(Excerpt from a dataset)
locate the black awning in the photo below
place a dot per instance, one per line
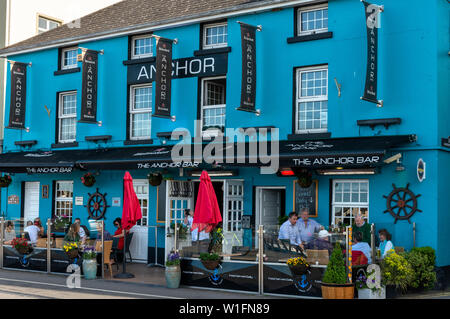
(38, 162)
(340, 152)
(323, 153)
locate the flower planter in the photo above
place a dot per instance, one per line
(298, 270)
(210, 264)
(173, 276)
(90, 268)
(372, 294)
(338, 291)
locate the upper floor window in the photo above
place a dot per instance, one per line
(45, 24)
(140, 112)
(312, 100)
(312, 19)
(215, 35)
(67, 117)
(213, 104)
(141, 47)
(69, 58)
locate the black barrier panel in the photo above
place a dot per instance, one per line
(279, 280)
(228, 275)
(36, 260)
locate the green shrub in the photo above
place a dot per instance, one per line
(422, 261)
(335, 272)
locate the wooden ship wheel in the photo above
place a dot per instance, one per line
(96, 205)
(402, 203)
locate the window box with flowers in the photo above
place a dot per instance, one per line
(88, 179)
(5, 180)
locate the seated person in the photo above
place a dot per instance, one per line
(72, 235)
(10, 233)
(385, 242)
(290, 231)
(307, 227)
(321, 243)
(33, 232)
(360, 250)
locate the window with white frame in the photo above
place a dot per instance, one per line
(312, 100)
(312, 19)
(69, 58)
(215, 35)
(67, 117)
(213, 104)
(63, 198)
(140, 112)
(350, 197)
(46, 24)
(141, 47)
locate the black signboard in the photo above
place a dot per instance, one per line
(18, 95)
(207, 65)
(306, 198)
(248, 89)
(163, 77)
(89, 87)
(370, 89)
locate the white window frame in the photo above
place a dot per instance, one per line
(350, 204)
(61, 116)
(69, 66)
(210, 132)
(63, 199)
(133, 112)
(213, 46)
(133, 47)
(300, 99)
(309, 9)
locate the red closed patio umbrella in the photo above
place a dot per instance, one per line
(207, 212)
(131, 213)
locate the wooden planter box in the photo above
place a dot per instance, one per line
(338, 291)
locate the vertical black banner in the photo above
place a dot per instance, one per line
(248, 89)
(163, 80)
(370, 89)
(18, 95)
(89, 87)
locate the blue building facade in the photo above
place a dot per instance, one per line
(413, 82)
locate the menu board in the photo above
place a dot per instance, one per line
(306, 197)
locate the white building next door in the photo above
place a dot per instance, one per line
(31, 204)
(139, 243)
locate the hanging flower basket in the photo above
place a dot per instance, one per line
(5, 180)
(155, 179)
(304, 178)
(88, 179)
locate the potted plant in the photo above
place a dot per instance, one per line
(304, 178)
(71, 249)
(88, 179)
(334, 282)
(155, 179)
(5, 180)
(397, 273)
(89, 263)
(22, 246)
(173, 270)
(210, 260)
(298, 266)
(364, 292)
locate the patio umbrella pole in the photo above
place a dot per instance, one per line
(124, 273)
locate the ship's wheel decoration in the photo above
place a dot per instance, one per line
(402, 203)
(97, 205)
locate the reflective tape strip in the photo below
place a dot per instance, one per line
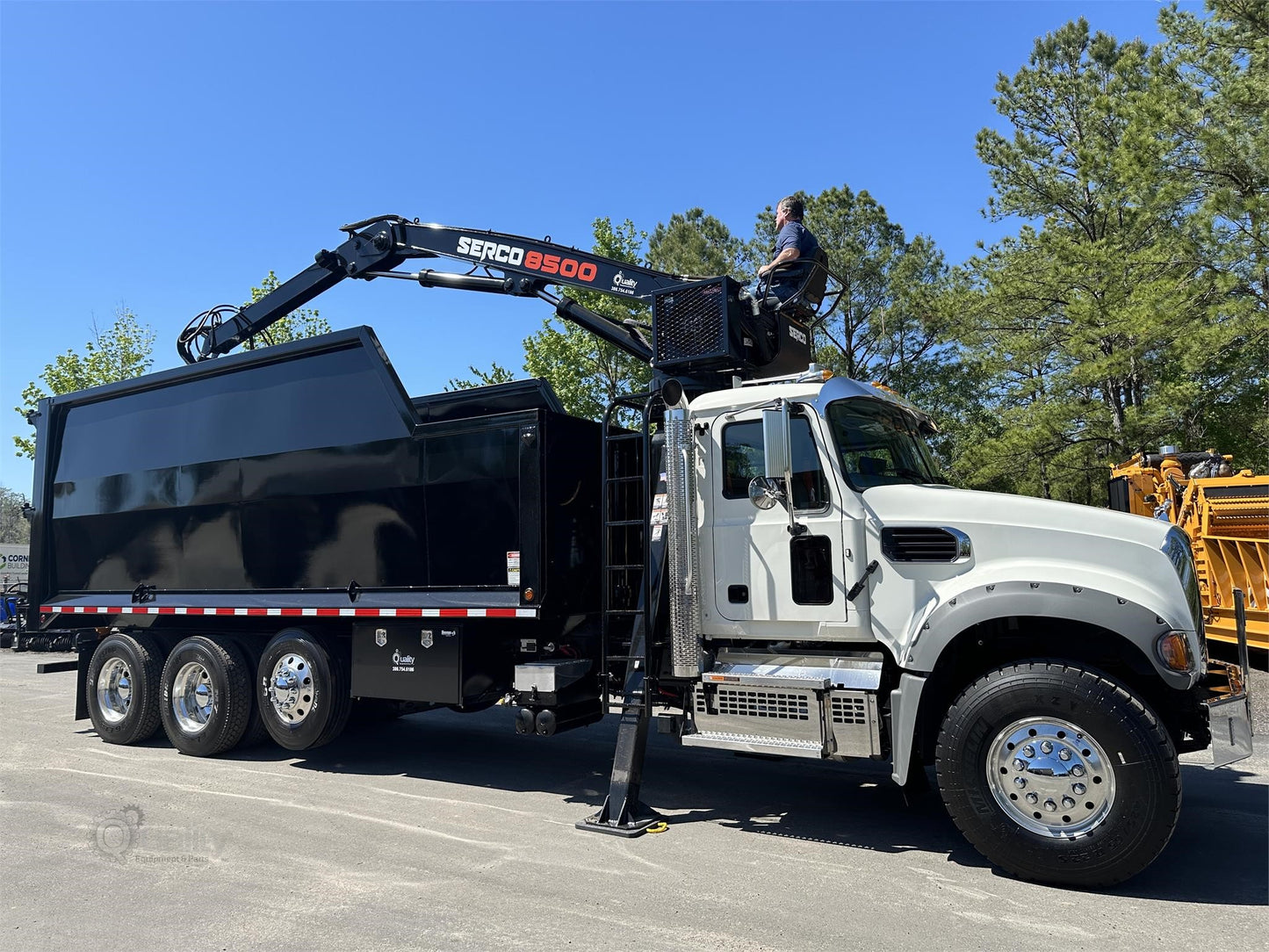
(297, 612)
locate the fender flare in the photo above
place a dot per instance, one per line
(1138, 624)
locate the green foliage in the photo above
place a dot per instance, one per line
(496, 373)
(695, 244)
(297, 325)
(14, 527)
(119, 352)
(1118, 319)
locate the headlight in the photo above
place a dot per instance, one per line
(1178, 550)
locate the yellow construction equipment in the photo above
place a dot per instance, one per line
(1226, 516)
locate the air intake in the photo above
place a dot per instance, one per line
(924, 544)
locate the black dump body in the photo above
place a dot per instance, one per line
(302, 480)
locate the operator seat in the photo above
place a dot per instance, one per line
(804, 302)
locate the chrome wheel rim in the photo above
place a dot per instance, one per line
(114, 690)
(291, 689)
(1051, 777)
(191, 697)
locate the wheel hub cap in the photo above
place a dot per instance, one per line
(291, 689)
(191, 697)
(114, 689)
(1051, 777)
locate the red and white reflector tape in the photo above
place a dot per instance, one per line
(299, 612)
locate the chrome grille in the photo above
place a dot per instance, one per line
(763, 703)
(847, 710)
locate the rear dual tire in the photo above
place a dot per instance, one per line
(122, 689)
(205, 696)
(302, 690)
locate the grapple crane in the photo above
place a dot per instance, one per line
(707, 330)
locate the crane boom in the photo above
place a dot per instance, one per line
(374, 248)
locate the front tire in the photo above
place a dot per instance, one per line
(205, 697)
(122, 689)
(302, 690)
(1058, 775)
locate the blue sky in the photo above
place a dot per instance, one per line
(168, 155)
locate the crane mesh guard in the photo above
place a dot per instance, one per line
(690, 322)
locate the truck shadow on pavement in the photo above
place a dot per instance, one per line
(1217, 853)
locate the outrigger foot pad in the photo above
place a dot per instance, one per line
(630, 826)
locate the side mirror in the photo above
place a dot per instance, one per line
(764, 493)
(778, 458)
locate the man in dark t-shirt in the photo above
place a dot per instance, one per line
(792, 244)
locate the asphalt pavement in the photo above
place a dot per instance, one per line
(451, 832)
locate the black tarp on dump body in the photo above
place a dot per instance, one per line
(290, 476)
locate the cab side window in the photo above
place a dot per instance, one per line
(743, 458)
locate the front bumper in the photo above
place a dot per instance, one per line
(1229, 712)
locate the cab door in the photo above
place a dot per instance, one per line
(761, 573)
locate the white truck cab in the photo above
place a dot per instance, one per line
(843, 601)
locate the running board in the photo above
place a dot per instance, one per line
(781, 746)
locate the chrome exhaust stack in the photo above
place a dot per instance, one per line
(684, 560)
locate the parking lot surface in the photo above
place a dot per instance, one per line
(450, 832)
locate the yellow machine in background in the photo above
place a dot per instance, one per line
(1226, 516)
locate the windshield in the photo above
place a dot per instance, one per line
(880, 444)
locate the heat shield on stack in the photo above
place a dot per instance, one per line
(684, 561)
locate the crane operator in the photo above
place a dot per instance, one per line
(793, 242)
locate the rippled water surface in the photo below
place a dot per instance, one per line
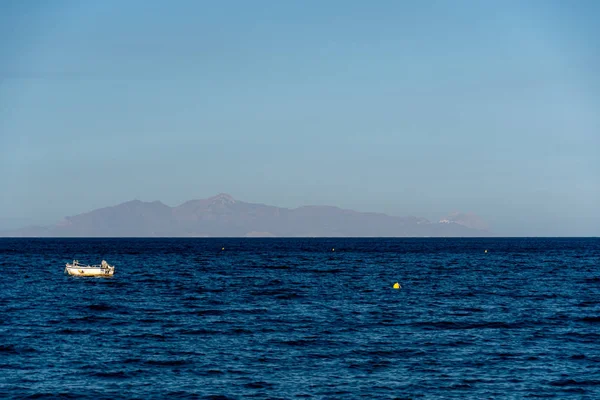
(291, 318)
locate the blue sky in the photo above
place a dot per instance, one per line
(409, 108)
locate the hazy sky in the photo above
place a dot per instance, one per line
(405, 107)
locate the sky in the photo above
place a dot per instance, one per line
(405, 107)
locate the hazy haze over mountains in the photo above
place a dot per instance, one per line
(224, 216)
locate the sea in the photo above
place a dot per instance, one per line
(310, 318)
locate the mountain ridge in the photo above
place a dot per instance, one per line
(223, 216)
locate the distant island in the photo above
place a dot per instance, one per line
(224, 216)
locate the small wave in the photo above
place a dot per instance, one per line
(170, 363)
(112, 375)
(208, 312)
(100, 307)
(449, 325)
(258, 385)
(199, 332)
(276, 267)
(8, 349)
(591, 320)
(572, 382)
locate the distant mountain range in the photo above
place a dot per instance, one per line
(223, 216)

Stated goal:
From the entries above, output every line exactly and omit any image.

Output of the exercise:
locate the black awning in the photo below
place a dot per instance, one per line
(38, 162)
(340, 152)
(323, 153)
locate the flower planter in the photo above
place a dot per instance, one per line
(298, 270)
(210, 264)
(173, 276)
(90, 268)
(372, 294)
(338, 291)
locate the upper floor window in the photo above
place a dot per instance, one per line
(45, 24)
(140, 112)
(312, 100)
(312, 19)
(215, 35)
(67, 117)
(213, 104)
(141, 47)
(69, 58)
locate the black barrier panel in the photo above
place a dot per instance, one per line
(279, 280)
(228, 275)
(36, 260)
locate the green shrub in the photo above
place a dot per instance, one per line
(422, 261)
(335, 272)
locate the wooden ship wheel in the photo above
place a dot per instance, one per line
(96, 205)
(402, 203)
locate the window box with flowers in the photo above
place a dot per instance, one per line
(88, 179)
(5, 180)
locate the seated person in the photo above
place a dot per instance, one per line
(72, 235)
(10, 233)
(385, 242)
(290, 231)
(307, 227)
(321, 243)
(33, 232)
(360, 250)
locate the window with white frame in the photo above
place a dot per instance, one per line
(312, 100)
(312, 19)
(69, 58)
(215, 35)
(67, 117)
(213, 104)
(63, 198)
(140, 112)
(350, 197)
(46, 24)
(141, 47)
locate the black signboard in the photo above
place a dot per instance, one per line
(18, 95)
(207, 65)
(306, 198)
(248, 89)
(163, 77)
(89, 87)
(370, 89)
locate the white window frame in the photo above
place a dot per instance, one per line
(350, 204)
(61, 116)
(69, 66)
(210, 132)
(63, 199)
(133, 112)
(213, 46)
(133, 47)
(300, 99)
(309, 9)
locate the red closed patio umbrella in the photo above
place a dot per instance, one per line
(207, 212)
(131, 213)
locate the wooden planter box in the photo above
place a dot per instance, one per line
(338, 291)
locate the vertical black banner in the photo above
place a dot per instance, one per line
(248, 89)
(163, 80)
(370, 89)
(18, 95)
(89, 87)
locate the blue building facade in the photo above
place a dot per instance, one per line
(413, 82)
locate the menu board in the photo above
place a dot per instance, one per line
(306, 197)
locate the white building next door in the photo above
place a dot per instance, one per line
(31, 204)
(139, 243)
locate the hanging flower basket in the photo above
place a dot per instance, one per line
(5, 180)
(155, 179)
(304, 178)
(88, 179)
locate the potted plant in the photo above
place a dot per instance, one per line
(304, 178)
(71, 249)
(88, 179)
(334, 282)
(155, 179)
(5, 180)
(397, 273)
(89, 263)
(22, 246)
(173, 270)
(210, 260)
(298, 266)
(364, 292)
locate the patio umbrella pole in the photo above
place a dot per instance, one per line
(124, 273)
locate the ship's wheel decoration in the photo above
place a dot per instance, one per line
(402, 203)
(97, 205)
locate the reflective tape strip in the photo below
place a dot per instance, one per line
(297, 612)
locate the fender flare in the photo above
place a dot per instance, one per line
(1138, 624)
locate the green foliage in the photo above
place a dot per instance, one per line
(496, 373)
(695, 244)
(297, 325)
(14, 527)
(119, 352)
(1118, 319)
locate the headlight in the photo above
place a dot per instance, one per line
(1178, 550)
locate the yellow construction equipment in the photo above
place a dot per instance, one per line
(1226, 516)
locate the air intake in the photo above
place a dot per instance, one per line
(924, 544)
locate the black dump body in the photo above
place a dot per instance, one per line
(302, 480)
locate the operator seat in the photo above
place a dot per instance, one per line
(804, 302)
locate the chrome wheel rim in the photo above
place a dot per instance, one per line
(114, 690)
(291, 689)
(1051, 777)
(191, 697)
locate the wheel hub cap in the photo above
place a dot per instance, one per line
(291, 689)
(191, 697)
(114, 689)
(1051, 777)
locate the red and white reflector tape in the photo above
place a dot per instance, one per line
(299, 612)
locate the chrome grille in the photo above
place a dot per instance, one per line
(763, 703)
(847, 710)
locate the rear dual tire in the photo above
place a dot per instance, one per line
(122, 689)
(205, 696)
(302, 690)
locate the grapple crane in the photo above
place a dot per instance, one per line
(707, 330)
locate the crane boom in the photo above
place a dot per instance, one per line
(374, 248)
locate the front tire in the photo above
place a dot per instance, one per line
(205, 697)
(122, 689)
(302, 690)
(1058, 775)
locate the blue sky in the photo above
place a dot per instance, one per line
(168, 155)
locate the crane mesh guard in the photo above
place a dot per instance, one per line
(690, 322)
locate the truck shadow on pavement in the photo above
place a dot per instance, one per line
(1217, 853)
locate the outrigger foot pad in the photo above
place a dot per instance, one per line
(630, 826)
locate the side mirror in the photo above
place a dot per instance, one per line
(764, 493)
(778, 458)
locate the man in dark t-shirt in the photo above
place a dot per instance, one per line
(792, 244)
locate the asphalt pavement in the photo above
place a dot per instance, one per line
(451, 832)
locate the black tarp on dump body in the photo above
place a dot per instance, one per line
(290, 476)
locate the cab side window in the photo above
place a dot per instance, one per line
(743, 458)
locate the front bumper in the photo above
place a dot per instance, one per line
(1229, 712)
locate the cab door in the photo above
place a dot per instance, one per line
(761, 573)
locate the white truck cab in the photo above
place a dot per instance, one per line
(843, 601)
locate the running board in the photo above
place a dot per instance, one per line
(781, 746)
locate the chrome exhaust stack in the photo above
place a dot per instance, one per line
(684, 560)
locate the parking lot surface in the photo above
place a dot per instance, one per line
(450, 832)
locate the yellow machine in background in the photo above
place a dot per instance, one per line
(1226, 516)
locate the windshield in the photo above
place a dot per instance, one per line
(880, 444)
locate the heat shield on stack in the photo above
place a dot per instance, one per line
(684, 561)
locate the crane operator in the photo above
place a dot per instance, one per line
(793, 242)
locate the rippled water surface in the photo below
place a dot per instance, one per line
(291, 318)
locate the blue sky in the photo above
place a dot per instance, one per line
(409, 108)
locate the hazy sky in the photo above
place a dot per instance, one per line
(405, 107)
locate the sky in the photo above
place a dot per instance, one per line
(405, 107)
locate the hazy haze over mountains in the photo above
place a dot per instance, one per line
(224, 216)
locate the sea in the photo above
place a dot per instance, one per line
(310, 318)
locate the mountain ridge in the photo above
place a dot per instance, one per line
(223, 216)
locate the distant island in the photo above
place a dot per instance, one per line
(224, 216)
locate the small wave in the photo above
place a dot per instance, one per line
(170, 363)
(112, 375)
(208, 312)
(100, 307)
(449, 325)
(258, 385)
(199, 332)
(276, 267)
(8, 349)
(591, 320)
(572, 382)
locate the distant mountain range in the photo above
place a dot per instance, one per line
(223, 216)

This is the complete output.